● PROBLEM DESCRIPTION
Every line from the one containing "Where can the stream" to the final line of the material below must be reproduced exactly; leave out all other lines.

___

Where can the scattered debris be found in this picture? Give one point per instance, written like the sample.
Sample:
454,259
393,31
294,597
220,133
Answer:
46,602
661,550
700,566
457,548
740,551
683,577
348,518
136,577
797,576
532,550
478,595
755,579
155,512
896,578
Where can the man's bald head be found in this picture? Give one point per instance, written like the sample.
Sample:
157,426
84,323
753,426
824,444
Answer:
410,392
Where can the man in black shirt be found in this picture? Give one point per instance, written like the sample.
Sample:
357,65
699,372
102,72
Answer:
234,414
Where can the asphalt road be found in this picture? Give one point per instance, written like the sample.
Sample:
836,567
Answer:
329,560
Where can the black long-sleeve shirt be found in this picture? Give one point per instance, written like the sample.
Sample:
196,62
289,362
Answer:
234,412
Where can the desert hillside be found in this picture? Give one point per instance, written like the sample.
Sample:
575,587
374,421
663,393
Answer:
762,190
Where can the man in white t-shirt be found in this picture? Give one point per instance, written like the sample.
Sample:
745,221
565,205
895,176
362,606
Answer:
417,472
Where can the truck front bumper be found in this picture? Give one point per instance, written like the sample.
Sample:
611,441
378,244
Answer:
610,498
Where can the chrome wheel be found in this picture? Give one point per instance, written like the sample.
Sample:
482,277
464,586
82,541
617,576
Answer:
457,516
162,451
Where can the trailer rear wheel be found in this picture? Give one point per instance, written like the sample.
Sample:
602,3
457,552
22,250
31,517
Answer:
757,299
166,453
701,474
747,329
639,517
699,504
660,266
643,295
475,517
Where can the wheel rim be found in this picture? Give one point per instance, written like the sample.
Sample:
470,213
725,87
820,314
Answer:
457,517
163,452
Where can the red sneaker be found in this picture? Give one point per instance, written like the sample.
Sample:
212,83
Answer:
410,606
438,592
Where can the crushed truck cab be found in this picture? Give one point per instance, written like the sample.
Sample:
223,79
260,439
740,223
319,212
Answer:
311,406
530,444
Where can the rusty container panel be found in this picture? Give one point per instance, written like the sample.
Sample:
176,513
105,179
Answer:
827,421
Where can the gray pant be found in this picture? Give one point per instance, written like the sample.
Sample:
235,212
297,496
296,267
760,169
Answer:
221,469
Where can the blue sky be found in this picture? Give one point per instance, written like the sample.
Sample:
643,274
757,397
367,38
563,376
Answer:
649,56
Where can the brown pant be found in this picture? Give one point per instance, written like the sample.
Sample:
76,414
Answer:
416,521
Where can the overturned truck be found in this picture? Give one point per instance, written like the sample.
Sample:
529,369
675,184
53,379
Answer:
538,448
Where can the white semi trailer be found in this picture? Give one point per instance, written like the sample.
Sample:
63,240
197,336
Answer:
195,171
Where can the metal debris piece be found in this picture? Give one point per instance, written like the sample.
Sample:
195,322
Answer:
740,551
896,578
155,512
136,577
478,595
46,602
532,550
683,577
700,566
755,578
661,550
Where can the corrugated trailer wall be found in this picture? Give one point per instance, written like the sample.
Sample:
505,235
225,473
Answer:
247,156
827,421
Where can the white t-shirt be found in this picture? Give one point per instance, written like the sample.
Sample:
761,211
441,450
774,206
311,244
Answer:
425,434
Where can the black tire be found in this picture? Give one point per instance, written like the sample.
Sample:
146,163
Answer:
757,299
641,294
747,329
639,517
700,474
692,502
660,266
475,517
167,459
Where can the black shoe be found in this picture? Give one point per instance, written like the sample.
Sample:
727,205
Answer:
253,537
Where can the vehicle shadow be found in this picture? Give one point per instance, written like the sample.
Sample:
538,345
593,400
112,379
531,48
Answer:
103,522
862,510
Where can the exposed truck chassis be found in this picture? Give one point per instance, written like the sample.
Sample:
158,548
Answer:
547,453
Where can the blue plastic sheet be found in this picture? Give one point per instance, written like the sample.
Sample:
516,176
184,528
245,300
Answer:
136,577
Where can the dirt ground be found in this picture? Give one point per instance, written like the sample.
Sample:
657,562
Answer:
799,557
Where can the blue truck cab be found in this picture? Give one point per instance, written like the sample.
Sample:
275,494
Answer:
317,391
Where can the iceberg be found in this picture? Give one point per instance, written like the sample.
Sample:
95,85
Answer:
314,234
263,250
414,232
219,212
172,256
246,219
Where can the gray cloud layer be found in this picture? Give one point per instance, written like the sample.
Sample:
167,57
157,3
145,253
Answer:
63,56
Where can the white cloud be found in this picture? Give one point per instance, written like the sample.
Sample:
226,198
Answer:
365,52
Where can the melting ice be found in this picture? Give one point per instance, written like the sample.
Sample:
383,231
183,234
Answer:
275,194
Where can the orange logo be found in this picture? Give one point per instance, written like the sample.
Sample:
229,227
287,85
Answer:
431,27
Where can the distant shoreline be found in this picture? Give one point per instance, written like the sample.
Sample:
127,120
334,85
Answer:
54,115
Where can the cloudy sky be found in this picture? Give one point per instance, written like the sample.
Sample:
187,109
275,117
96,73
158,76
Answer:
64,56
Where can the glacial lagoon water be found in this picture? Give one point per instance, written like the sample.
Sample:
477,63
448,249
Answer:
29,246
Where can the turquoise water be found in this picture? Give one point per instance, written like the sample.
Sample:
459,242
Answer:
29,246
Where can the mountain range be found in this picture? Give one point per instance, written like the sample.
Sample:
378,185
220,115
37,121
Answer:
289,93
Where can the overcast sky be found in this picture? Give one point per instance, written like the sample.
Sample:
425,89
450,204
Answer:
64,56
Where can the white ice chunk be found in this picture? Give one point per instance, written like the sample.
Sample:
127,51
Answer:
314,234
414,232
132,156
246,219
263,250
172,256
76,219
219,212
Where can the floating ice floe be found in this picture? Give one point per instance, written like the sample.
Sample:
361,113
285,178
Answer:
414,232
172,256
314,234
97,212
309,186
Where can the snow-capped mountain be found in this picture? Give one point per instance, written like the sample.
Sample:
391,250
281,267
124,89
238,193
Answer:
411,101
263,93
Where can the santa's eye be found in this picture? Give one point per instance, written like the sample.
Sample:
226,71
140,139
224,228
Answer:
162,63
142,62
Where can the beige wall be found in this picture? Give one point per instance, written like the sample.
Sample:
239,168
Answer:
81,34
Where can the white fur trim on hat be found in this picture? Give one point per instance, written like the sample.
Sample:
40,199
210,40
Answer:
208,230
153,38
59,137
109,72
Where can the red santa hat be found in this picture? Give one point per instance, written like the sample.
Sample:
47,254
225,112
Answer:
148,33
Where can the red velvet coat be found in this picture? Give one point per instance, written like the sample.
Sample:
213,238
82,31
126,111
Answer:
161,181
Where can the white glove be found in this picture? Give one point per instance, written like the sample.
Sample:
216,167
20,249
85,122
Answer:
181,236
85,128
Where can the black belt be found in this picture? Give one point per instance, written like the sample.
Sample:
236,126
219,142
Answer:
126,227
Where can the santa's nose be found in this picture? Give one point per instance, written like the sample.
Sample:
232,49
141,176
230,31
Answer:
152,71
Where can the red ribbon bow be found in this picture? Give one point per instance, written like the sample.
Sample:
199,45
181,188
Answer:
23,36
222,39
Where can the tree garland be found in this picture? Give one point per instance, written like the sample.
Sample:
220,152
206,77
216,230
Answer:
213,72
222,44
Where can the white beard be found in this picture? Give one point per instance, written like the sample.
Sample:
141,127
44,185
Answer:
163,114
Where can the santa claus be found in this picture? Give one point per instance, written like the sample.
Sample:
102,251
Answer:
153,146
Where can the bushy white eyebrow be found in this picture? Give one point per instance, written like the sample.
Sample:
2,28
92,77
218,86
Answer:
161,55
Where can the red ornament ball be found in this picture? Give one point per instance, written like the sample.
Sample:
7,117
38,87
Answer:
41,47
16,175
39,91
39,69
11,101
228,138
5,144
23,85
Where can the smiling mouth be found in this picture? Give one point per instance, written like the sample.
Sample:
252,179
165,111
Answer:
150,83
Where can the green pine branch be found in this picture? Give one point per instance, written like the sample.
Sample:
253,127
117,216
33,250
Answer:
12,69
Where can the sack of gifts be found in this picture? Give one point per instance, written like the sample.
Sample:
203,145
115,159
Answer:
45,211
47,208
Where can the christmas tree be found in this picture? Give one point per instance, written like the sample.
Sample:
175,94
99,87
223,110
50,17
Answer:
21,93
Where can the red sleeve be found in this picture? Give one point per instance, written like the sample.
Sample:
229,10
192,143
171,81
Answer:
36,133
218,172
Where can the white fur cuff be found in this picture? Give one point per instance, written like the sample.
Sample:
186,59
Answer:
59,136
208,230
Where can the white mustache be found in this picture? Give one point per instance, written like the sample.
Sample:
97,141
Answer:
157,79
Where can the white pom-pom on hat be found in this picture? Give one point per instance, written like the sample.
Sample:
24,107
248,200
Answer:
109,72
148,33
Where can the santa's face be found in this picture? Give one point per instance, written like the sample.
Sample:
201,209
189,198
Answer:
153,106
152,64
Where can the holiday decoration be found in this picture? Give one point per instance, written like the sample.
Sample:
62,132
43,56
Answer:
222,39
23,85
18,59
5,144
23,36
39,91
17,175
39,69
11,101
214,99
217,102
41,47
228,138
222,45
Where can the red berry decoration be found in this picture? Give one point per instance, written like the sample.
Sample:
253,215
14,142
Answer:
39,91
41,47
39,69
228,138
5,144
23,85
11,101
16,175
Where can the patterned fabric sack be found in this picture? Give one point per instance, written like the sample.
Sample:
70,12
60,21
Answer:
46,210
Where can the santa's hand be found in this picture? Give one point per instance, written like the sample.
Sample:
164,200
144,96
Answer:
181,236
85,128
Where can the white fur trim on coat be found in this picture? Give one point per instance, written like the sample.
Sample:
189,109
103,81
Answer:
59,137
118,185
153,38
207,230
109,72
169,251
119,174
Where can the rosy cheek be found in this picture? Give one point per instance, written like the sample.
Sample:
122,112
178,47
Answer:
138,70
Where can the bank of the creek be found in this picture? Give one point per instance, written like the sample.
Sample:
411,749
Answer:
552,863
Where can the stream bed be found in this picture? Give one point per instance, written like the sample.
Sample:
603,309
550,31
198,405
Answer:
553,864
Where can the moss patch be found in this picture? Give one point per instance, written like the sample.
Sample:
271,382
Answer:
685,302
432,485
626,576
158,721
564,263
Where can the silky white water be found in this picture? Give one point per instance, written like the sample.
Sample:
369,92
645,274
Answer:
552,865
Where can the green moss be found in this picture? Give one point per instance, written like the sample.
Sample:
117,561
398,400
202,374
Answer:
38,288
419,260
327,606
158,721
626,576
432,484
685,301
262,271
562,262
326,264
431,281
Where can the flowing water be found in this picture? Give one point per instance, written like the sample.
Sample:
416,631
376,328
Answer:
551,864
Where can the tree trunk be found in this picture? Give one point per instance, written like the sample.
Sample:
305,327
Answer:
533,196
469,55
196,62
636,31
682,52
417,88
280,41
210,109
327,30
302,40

___

● SOLUTION FOR THIS PROBLEM
Where can the stream bed be found in this picture? Give one point per instance, written like the sample.
Sample:
603,309
550,31
198,405
Answer:
553,864
Where can the moss patch be found in this picture? Give one point per instance, written like the sample.
Sample:
271,382
Answer:
685,302
432,485
626,576
158,721
564,263
Where can the silky white water be found in this picture? Give one point per instance, written like the sample.
Sample:
369,92
645,274
Answer:
552,865
Where can the green moss be found in this picture? Give one point per instance, written like the sample.
Sample:
117,561
398,400
202,374
Answer:
38,288
419,260
327,606
158,721
626,576
432,484
685,301
262,271
562,262
326,264
431,281
Where can the flowing water be found in this picture? Give one point per instance, written like the sample.
Sample:
416,631
376,328
Answer:
551,864
Where can the tree trunk be found in this picture? Give one point per instance, written like the sample.
Sample:
305,327
Answer:
533,196
469,55
196,62
636,31
682,52
417,88
280,41
210,109
327,30
302,40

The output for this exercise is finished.